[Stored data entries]
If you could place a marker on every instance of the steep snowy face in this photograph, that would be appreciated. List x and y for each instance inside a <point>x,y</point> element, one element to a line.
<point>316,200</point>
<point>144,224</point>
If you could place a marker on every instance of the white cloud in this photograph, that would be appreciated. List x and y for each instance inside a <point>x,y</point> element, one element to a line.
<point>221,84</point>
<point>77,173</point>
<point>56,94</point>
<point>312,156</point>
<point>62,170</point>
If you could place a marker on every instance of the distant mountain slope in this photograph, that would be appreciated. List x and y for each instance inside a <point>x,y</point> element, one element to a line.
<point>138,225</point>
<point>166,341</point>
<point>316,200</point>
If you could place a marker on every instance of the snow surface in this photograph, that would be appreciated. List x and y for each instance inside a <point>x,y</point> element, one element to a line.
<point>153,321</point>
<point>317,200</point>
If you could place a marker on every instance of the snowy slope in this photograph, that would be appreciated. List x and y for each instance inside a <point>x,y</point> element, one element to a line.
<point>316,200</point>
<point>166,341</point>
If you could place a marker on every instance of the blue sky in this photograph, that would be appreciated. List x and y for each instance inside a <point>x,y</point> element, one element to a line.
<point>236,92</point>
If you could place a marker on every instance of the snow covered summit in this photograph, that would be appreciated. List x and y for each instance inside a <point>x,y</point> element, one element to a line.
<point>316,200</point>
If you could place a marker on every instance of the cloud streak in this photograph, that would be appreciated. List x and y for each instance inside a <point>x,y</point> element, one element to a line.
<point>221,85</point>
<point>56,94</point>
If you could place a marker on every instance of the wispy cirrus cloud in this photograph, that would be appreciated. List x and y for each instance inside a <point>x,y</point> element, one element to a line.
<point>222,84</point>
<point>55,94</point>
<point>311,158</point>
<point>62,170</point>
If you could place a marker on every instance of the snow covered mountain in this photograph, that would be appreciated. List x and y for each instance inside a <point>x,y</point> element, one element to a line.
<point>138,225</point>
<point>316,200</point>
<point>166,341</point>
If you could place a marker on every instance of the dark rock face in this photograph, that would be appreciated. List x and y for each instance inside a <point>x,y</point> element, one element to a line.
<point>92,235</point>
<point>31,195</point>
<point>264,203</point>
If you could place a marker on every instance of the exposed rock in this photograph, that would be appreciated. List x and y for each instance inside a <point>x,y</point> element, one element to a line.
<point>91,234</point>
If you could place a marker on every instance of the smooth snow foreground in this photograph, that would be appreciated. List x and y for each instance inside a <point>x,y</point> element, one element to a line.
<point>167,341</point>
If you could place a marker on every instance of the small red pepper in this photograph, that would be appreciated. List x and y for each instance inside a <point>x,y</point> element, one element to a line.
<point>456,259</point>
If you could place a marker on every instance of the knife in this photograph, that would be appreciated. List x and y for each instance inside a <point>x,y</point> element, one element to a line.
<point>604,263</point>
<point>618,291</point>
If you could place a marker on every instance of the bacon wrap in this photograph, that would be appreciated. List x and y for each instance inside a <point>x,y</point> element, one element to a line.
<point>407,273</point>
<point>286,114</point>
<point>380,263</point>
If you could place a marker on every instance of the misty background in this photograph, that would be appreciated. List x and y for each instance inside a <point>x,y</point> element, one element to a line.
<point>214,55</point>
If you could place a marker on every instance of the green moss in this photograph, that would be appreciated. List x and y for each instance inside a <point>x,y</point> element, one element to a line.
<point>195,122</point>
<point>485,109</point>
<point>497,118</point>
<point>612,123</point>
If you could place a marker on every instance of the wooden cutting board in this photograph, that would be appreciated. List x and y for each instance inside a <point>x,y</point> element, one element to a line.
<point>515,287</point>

▶ _Required action_
Set down all of the entries again, keeping every line exactly as it is.

▶ _Your response_
If you could place a marker on every instance of the steep snowy face in this photograph, that would be appreciated. List x and y for each instance inside a <point>x,y</point> element, one element to a line.
<point>316,200</point>
<point>144,224</point>
If you could place a marker on every instance of the white cloud in this photograph, that would be appreciated. List x and y for each instance inside a <point>x,y</point> element, one element to a line.
<point>221,84</point>
<point>77,173</point>
<point>56,94</point>
<point>312,156</point>
<point>62,170</point>
If you could place a marker on every instance of the distant mountain slope in this photograph, that would be appreciated. List x and y for each instance inside a <point>x,y</point> element, one element to a line.
<point>138,225</point>
<point>166,341</point>
<point>316,200</point>
If you could place a marker on every instance of the snow surface in this photograph, that would be appreciated. List x and y for each instance inside a <point>x,y</point> element, one element to a line.
<point>153,321</point>
<point>317,200</point>
If you could place a marker on every instance of the snowy slope in this photograph, that would be appreciated. List x and y for each instance inside a <point>x,y</point> element, one element to a line.
<point>316,200</point>
<point>166,341</point>
If you could place a marker on every instance of the blue sky in this photograph, that would be appreciated. List x and y for each instance inside a <point>x,y</point> element, one element to a line.
<point>236,92</point>
If you could place a marker on every instance of the snow covered summit in this photograph, that would be appreciated. List x and y for each instance inside a <point>x,y</point> element, one element to a line.
<point>316,200</point>
If you could place a marker on every instance of the cloud streak in this photograph, that would be appreciated. List x and y for each instance inside a <point>x,y</point> element, one element to a line.
<point>221,85</point>
<point>56,94</point>
If you could place a marker on every instance of the wispy cirrus cloud in this photograph, that would be appreciated. List x and y for each instance inside a <point>x,y</point> element, one element to a line.
<point>222,84</point>
<point>55,94</point>
<point>311,158</point>
<point>62,170</point>
If you could place a marker on every instance of the snow covered mountain in this photograph, that would be appreciated. List x and y for each instance inside a <point>x,y</point> element, one element to a line.
<point>138,225</point>
<point>316,200</point>
<point>166,341</point>
If you could place a marker on every instance of the dark rock face in this photograph, that would be appreciated. List x and y for each instance inside a <point>x,y</point> element, one element to a line.
<point>92,235</point>
<point>31,195</point>
<point>264,203</point>
If you could place a marker on every instance of the exposed rock in this photograph, that would be appreciated. List x and y for each instance inside a <point>x,y</point> element, one element to a line.
<point>91,234</point>
If you could place a marker on every instance of the smooth snow foreground in this photograph, that would be appreciated. List x and y for each instance inside a <point>x,y</point> element, one element to a line.
<point>167,341</point>
If you could place a marker on every instance of the small red pepper in this photograph, that would be appreciated. List x and y for each instance inside a <point>x,y</point> element, one element to a line.
<point>456,259</point>
If you could place a marker on every instance of the knife in this photograph, that would be appreciated. List x and y for each instance inside a <point>x,y</point> element, one element to a line.
<point>604,263</point>
<point>618,291</point>
If you could place a marker on every instance of the bacon wrap in this photograph, that would be appreciated. List x and y for each instance inside a <point>x,y</point> element, one element to a line.
<point>407,273</point>
<point>286,114</point>
<point>380,263</point>
If you could place a marker on every instance of the misty background in this photograph, that would be appreciated. List x and y for each instance inside a <point>x,y</point> element, one element to a line.
<point>214,55</point>
If you could place a marker on every instance of the green moss in this photograph, that would be appreciated. List x and y for each instance inside a <point>x,y</point> element, one element to a line.
<point>195,122</point>
<point>485,109</point>
<point>497,118</point>
<point>612,123</point>
If you could place a marker on every instance of the wooden cutting board in this photograph, that would be appreciated. List x and y for each instance inside a <point>x,y</point> element, one element to a line.
<point>515,287</point>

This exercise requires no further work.